* **SOURCE EXTRACT**
What Other Ways Can You Use Personal Loans?


What Other Ways Can You Use Personal Loans?


Personal loans for medical expenses: If you are struggling to come up with the cash to pay for your medical bills, you might consider taking out a personal loan. 

Personal loans for debt consolidation: This type of personal loan allows the borrower to consolidate some high-interest debts, such as from credit cards, medical bills or other loans, and make one low-interest payment each month.

Personal loans for pet expenses: If you don't have pet insurance and are faced with a large emergency vet bill, a pet loan can help finance major expenses such as surgery or cancer treatment for an animal in your family.


What Is the Best Personal Loan Rate?

Personal loan interest ranges are typically from about 6% to 36%, depending on creditworthiness and other factors. Generally, the higher your credit score, the better your personal loan interest rate.

* **PROBLEM SET**
(a) For each statement, say whether it agrees with the passage on personal loans. Answer yes or no, and quote the deciding words from the passage. (i) A debt consolidation loan lets the borrower replace several high-interest debts with one low-interest payment each month. (ii) Personal loan interest rates typically range from about 6% to 36%. (iii) A pet loan is described as an option for people who already have pet insurance.
(b) From the passage on personal loans, set down the part that begins with the words containing "Personal loans for pet" and ends with "in your family.", copying it character for character.
The items that come next are not needed for this work.

* **DATASET RECORDS**
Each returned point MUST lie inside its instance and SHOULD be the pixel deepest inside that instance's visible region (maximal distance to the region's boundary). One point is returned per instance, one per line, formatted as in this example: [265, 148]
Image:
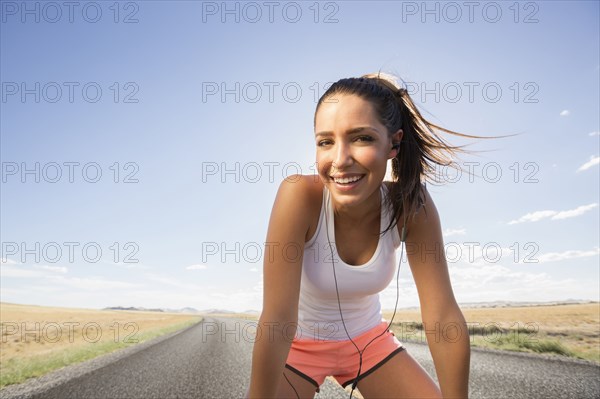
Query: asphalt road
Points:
[212, 359]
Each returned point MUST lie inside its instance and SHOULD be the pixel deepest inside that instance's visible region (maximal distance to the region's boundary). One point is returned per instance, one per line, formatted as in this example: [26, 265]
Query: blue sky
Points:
[193, 118]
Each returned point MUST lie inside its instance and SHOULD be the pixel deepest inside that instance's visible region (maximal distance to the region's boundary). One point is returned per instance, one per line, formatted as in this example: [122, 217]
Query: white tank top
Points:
[359, 286]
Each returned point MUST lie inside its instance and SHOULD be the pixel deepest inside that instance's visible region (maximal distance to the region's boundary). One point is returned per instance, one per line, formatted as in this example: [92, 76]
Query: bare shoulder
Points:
[302, 195]
[425, 224]
[426, 213]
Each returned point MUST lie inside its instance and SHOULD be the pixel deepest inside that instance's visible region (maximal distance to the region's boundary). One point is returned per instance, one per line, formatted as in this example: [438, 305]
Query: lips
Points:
[346, 179]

* **TASK RESPONSES**
(a)
(i) Yes: "consolidate some high-interest debts, such as from credit cards, medical bills or other loans, and make one low-interest payment each month"
(ii) Yes: "Personal loan interest ranges are typically from about 6% to 36%"
(iii) No: "If you don't have pet insurance and are faced with a large emergency vet bill"

(b)
Personal loans for pet expenses: If you don't have pet insurance and are faced with a large emergency vet bill, a pet loan can help finance major expenses such as surgery or cancer treatment for an animal in your family.